▸ **Things to do**
[A] Name the colors that the review of "Army of Shadows" identifies as the film's central colors.
[B] In the review of "Army of Shadows," which actor plays Philippe Verbier?

▸ **Source passage**
Saturday, September 15, 2012

Jean Pierre Melville Files: Army of Shadows

Originally released in 1969, Jean Pierre Melville's "Army of Shadows" really didn't come into acclaim until 2006 when Rialto pictures re-distributed it, crafting an arthouse success out of a sort-of long lost classic. Made in between Melville's string of hard nosed, French revisionist black and white noirs, perhaps "Army of Shadows" was doomed to a quiet existence because it didn't fit squarely into the great director's expected cinema lineage. Regardless of the reasons, Rialto's diligence and foresight in re-positioning "Army of Shadows" as the one Melville you had to see is a minor stroke of genius. It is a masterpiece, in every way.

Adapted from the memoirs of French Resistance fighter Joseph Kessel, "Army of Shadows" is a patient, brooding examination of the interior workings of one French Resistance cell. Based on actual people, I'm tempted to call "Army of Shadows" the best film about the Resistance, even though it comes relatively late in this spirited genre of films. Where a majority of the Resistance films deal with a certain person or action against the deadly German war machine, "Army of Shadows" shows us both the anxious and the mundane with events as diverse as the smuggling of a transmitter through a heavily guarded train station and a night time escort onto a submarine. The results- a free France- are the same, yet Melville gives both events the same heightened tension even though the submarine landing yields far less devastating consequences as the only threat present is an old French policeman, both related to the person running the Resistance mission and stating he's the only customs officer watching the entire beach for the Germans. Shifting through a series of near misses, captures, imprisonments, escapes, and cafe conversations, "Army of Shadows" reveals an entire universe of Resistance fighters and the fragile line between freedom and torture with pristine vision. Lino Ventura, as the "star" in the film in the loosest sense, plays Philippe Verbier, a man running the cell with clarity of purpose... stone faced and confident even when mounted against the fate of death by firing squad. Though so many Ventura films are unavailable on DVD and this praise is probably limited, but I think this is his best performance.


Also present in "Army of Shadows" (and most Resistance films) is the parlor of doom. Granted, Melville drapes a majority of his films in this, yet the tone is set from the opening scene as German soldiers march towards the camera next to the Arch de Triomph and central characters are picked up, tortured and executed with little warning. The film's central colors- drab blacks, deep browns and winter-time gray skies- also denote the seemingly insurmountable task the French Resistance fighters have against the German Army. But it's the procedural nature of the film and Melville's insistence on transferring a quiet thriller over the historical context that makes "Army of Shadows" such a breathless exercise. In the face of defeat, what shines through most deeply in Melville's film is determined resolve of human nature to fight for what belongs to us. Whether that's a smuggled transistor radio to hear BBC broadcasts or arranging for the violent escape of a fellow prisoner, "Army of Shadows" gives hefty weight and reverent reflection to both.


"Army of Shadows" is the first film in a series of posts looking at films that deal with the Resistance during World War 2.

▸ **Collected data entries**
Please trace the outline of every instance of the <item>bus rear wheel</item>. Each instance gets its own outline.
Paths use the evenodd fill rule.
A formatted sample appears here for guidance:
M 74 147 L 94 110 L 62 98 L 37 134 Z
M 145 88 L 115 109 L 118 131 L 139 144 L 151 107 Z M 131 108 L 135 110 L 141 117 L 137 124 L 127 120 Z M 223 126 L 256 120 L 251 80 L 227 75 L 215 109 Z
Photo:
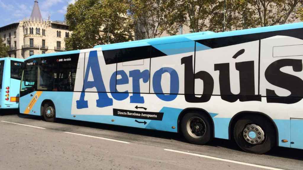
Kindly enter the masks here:
M 258 115 L 245 116 L 238 120 L 235 125 L 234 137 L 238 145 L 246 152 L 263 154 L 275 145 L 273 125 Z
M 49 103 L 46 103 L 43 106 L 43 117 L 46 122 L 54 122 L 56 121 L 56 110 L 55 106 Z
M 192 143 L 204 145 L 212 138 L 209 121 L 206 116 L 202 114 L 186 114 L 182 119 L 181 129 L 183 136 Z

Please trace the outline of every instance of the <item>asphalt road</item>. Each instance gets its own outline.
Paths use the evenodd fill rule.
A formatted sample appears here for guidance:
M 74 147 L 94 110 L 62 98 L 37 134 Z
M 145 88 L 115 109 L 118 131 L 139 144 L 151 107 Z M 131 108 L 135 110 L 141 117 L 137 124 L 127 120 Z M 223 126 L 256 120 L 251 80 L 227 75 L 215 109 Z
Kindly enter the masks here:
M 0 112 L 0 170 L 303 169 L 299 149 L 277 147 L 259 155 L 227 140 L 196 145 L 175 133 L 65 119 L 49 123 L 18 110 Z

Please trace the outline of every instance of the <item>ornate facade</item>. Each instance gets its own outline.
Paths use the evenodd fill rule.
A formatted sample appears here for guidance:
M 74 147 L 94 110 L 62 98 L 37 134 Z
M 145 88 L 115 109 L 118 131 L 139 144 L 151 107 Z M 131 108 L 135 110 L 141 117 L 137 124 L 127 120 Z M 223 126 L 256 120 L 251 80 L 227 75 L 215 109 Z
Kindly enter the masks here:
M 64 22 L 43 20 L 36 0 L 29 19 L 0 28 L 0 38 L 10 47 L 8 56 L 25 59 L 32 55 L 65 50 L 72 31 Z

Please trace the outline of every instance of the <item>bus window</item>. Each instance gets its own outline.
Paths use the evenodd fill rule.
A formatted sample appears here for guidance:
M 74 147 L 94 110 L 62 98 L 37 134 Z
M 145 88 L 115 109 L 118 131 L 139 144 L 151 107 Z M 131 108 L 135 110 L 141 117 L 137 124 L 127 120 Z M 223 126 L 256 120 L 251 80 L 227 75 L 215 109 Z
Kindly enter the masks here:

▸ **Solved problems**
[A] Drab blacks, deep browns, and winter-time gray skies.

[B] Lino Ventura.